◆ Stated exercise: Copy out the rows word for word, beginning with the very first row and ending with the line that contains "M 180 109 L", including both of them.

◆ Data shown:
################

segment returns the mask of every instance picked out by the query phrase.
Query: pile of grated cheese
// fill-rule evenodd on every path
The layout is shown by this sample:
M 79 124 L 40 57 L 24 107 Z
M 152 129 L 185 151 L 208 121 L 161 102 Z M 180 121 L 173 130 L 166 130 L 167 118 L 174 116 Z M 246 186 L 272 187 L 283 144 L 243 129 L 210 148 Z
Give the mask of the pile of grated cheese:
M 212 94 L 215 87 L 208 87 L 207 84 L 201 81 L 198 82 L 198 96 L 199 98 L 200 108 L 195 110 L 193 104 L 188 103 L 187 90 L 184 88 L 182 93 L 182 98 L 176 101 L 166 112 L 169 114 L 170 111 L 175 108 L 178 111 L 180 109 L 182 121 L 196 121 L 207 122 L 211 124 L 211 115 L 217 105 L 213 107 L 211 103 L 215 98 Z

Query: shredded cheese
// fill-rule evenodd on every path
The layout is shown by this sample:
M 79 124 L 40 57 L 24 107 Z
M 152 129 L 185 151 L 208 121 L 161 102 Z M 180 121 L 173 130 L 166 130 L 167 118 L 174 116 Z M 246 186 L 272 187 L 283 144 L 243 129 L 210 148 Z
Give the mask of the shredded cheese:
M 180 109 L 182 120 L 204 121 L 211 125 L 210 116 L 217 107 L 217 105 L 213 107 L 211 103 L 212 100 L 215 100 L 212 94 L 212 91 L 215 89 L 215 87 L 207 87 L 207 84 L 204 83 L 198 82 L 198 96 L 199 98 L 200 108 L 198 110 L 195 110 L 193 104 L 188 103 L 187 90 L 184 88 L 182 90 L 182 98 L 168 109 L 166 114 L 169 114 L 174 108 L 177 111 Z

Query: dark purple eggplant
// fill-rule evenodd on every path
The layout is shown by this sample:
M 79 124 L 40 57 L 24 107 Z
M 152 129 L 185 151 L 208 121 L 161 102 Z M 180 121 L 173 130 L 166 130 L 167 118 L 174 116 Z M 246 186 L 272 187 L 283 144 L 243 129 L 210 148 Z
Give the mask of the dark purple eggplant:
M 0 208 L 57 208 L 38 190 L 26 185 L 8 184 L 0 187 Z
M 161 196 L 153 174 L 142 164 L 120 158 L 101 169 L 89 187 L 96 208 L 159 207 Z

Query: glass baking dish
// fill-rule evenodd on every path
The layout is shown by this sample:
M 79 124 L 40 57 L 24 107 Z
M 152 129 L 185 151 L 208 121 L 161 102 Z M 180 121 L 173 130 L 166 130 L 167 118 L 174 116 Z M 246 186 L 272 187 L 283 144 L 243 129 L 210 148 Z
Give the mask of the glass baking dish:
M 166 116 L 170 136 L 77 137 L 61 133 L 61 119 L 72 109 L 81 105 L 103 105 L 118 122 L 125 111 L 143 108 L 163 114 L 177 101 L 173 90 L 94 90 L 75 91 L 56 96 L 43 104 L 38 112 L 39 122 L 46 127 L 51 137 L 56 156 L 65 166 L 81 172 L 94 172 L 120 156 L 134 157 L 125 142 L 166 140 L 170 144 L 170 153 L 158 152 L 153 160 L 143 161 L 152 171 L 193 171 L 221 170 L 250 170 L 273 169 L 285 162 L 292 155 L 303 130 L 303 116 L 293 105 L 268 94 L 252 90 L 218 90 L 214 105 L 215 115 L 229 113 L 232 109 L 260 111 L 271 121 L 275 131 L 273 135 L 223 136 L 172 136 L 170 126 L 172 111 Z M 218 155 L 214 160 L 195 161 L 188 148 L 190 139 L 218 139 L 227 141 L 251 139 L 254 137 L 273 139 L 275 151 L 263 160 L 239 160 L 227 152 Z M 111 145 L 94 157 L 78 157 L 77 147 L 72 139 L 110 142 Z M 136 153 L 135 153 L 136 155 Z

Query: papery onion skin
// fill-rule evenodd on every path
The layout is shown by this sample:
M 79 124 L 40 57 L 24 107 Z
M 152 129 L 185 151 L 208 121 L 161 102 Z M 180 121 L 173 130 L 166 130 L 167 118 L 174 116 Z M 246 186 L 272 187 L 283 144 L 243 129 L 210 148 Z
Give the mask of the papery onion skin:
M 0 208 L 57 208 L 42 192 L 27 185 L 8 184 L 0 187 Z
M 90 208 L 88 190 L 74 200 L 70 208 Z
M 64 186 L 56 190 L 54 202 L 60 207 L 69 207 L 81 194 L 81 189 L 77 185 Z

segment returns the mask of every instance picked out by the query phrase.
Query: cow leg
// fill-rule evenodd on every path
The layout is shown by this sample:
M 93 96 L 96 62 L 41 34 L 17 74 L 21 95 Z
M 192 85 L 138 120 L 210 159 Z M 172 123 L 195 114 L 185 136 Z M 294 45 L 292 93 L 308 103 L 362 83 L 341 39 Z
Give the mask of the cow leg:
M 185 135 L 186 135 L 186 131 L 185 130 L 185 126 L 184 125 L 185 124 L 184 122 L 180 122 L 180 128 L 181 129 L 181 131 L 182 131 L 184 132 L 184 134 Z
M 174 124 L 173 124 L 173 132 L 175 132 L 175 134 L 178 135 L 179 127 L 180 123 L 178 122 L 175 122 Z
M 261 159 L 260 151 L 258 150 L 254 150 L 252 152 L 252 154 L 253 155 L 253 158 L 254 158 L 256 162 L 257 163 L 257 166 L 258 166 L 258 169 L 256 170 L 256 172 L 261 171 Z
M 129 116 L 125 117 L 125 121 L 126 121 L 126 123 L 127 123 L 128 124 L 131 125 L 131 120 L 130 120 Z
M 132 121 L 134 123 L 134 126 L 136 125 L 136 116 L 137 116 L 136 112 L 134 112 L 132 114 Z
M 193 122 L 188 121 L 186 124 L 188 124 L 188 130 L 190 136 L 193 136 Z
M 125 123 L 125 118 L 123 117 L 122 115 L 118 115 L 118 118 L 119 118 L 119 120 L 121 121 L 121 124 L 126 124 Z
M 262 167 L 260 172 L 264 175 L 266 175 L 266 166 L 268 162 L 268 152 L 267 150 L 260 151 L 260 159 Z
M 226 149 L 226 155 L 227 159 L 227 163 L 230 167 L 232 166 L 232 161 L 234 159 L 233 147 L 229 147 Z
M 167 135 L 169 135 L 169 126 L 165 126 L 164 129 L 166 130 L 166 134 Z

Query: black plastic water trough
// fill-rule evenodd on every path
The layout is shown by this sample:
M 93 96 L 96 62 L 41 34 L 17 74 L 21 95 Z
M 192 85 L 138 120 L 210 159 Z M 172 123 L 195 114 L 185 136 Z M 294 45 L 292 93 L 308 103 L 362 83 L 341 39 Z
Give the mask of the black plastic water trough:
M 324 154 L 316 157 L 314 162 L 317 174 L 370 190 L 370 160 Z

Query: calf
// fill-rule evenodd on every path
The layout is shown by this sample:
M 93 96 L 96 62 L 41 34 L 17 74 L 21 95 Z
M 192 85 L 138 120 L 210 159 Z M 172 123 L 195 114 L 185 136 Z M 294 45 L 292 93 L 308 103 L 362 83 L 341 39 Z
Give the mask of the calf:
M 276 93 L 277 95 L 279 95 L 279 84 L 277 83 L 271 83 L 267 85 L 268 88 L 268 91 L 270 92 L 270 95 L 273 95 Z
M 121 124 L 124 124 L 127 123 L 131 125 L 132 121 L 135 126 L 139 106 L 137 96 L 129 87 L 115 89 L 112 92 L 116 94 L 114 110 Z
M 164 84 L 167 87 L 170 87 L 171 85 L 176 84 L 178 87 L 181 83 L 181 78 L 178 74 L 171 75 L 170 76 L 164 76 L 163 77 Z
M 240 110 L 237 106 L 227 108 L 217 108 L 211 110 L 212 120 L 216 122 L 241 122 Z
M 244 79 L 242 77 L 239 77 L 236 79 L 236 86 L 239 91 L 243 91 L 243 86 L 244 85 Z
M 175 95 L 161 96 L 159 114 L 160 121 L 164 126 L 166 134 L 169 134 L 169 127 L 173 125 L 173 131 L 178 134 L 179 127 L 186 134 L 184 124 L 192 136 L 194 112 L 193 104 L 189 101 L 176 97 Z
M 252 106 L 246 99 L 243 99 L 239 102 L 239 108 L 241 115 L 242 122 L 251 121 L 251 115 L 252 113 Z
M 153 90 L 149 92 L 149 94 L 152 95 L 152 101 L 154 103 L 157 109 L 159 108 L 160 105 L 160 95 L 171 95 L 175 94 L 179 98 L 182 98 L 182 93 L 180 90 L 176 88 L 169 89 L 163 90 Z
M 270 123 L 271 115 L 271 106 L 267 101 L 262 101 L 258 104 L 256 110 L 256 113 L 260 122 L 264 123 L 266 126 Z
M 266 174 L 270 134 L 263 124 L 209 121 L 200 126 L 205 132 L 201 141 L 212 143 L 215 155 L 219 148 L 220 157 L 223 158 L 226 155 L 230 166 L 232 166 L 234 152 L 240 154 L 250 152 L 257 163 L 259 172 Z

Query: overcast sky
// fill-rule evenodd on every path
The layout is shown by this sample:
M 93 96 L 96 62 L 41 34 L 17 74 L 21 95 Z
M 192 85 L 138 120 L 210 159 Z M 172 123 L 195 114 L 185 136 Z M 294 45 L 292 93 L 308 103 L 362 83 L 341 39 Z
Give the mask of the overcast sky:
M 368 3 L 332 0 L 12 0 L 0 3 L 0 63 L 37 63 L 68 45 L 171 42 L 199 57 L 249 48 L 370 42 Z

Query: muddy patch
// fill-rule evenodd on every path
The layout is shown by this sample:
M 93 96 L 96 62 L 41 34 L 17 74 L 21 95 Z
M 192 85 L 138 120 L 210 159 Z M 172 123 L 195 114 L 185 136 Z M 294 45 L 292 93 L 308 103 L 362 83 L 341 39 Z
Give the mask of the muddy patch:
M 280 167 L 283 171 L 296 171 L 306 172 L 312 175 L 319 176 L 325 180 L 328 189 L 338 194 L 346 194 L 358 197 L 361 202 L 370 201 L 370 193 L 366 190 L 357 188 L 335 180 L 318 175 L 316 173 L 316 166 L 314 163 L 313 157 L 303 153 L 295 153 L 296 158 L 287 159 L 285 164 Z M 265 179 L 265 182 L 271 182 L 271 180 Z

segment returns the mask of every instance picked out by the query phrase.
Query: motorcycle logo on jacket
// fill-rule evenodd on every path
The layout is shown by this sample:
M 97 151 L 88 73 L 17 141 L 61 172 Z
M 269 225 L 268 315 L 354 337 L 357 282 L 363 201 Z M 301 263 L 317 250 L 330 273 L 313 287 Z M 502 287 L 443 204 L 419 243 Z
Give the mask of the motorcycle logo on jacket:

################

◆ Response below:
segment returns the mask of every instance picked out by the query phrase.
Query: pile of grated cheese
// fill-rule evenodd on every path
The layout is shown by this sample:
M 79 124 L 40 57 L 24 107 Z
M 152 129 L 185 151 L 208 121 L 161 102 Z M 180 121 L 173 130 L 166 130 L 167 118 L 174 116 Z M 246 186 L 272 187 L 283 144 L 243 129 L 210 148 Z
Give the mask of the pile of grated cheese:
M 212 94 L 215 87 L 208 87 L 207 84 L 201 81 L 198 82 L 198 96 L 199 98 L 200 108 L 195 110 L 193 104 L 188 103 L 187 90 L 184 88 L 182 93 L 182 98 L 176 101 L 166 112 L 169 114 L 170 111 L 175 108 L 178 111 L 180 109 L 182 121 L 196 121 L 207 122 L 211 124 L 211 115 L 217 105 L 213 107 L 211 103 L 215 98 Z

Query: shredded cheese
// fill-rule evenodd on every path
The layout is shown by this sample:
M 79 124 L 40 57 L 24 107 Z
M 152 129 L 185 151 L 208 121 L 161 102 Z M 180 121 L 173 130 L 166 130 L 167 118 L 174 116 Z M 246 186 L 272 187 L 283 144 L 243 129 L 210 148 Z
Give the mask of the shredded cheese:
M 180 109 L 182 120 L 204 121 L 211 125 L 210 116 L 217 107 L 217 105 L 213 107 L 211 103 L 212 100 L 215 100 L 212 94 L 212 91 L 215 89 L 215 87 L 207 87 L 207 84 L 204 83 L 198 82 L 198 96 L 199 98 L 200 108 L 198 110 L 195 110 L 193 104 L 188 103 L 187 90 L 184 88 L 182 90 L 182 98 L 168 109 L 166 114 L 169 114 L 174 108 L 177 111 Z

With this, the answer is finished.